— start EXERCISE INPUT —

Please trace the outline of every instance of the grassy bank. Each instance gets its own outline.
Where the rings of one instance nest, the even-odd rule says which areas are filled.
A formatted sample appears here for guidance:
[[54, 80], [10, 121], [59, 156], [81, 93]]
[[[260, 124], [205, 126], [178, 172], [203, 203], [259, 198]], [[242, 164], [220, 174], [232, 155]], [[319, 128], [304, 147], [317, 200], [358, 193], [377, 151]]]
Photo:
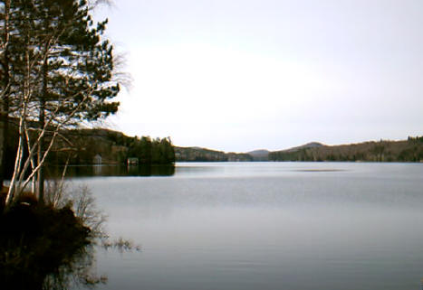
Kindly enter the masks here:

— end EXERCISE INPUT —

REQUIRED TASK:
Substitute "sand dune" for "grassy bank" throughout the records above and write them out again with everything else unchanged. Leave the pictures out.

EXPECTED ANSWER:
Please trace the outline of every instance of the sand dune. Each instance gets its own outline.
Where the rings of one instance nest, the even-odd rule says which areas are filled.
A formatted sample appears here for guidance:
[[54, 80], [10, 121], [59, 156], [81, 93]]
[[[260, 124], [205, 126], [178, 172], [203, 203], [259, 198]], [[242, 164], [220, 174], [232, 155]], [[319, 128], [304, 147], [317, 200], [358, 193], [377, 151]]]
Photo:
Kindly enter the masks here:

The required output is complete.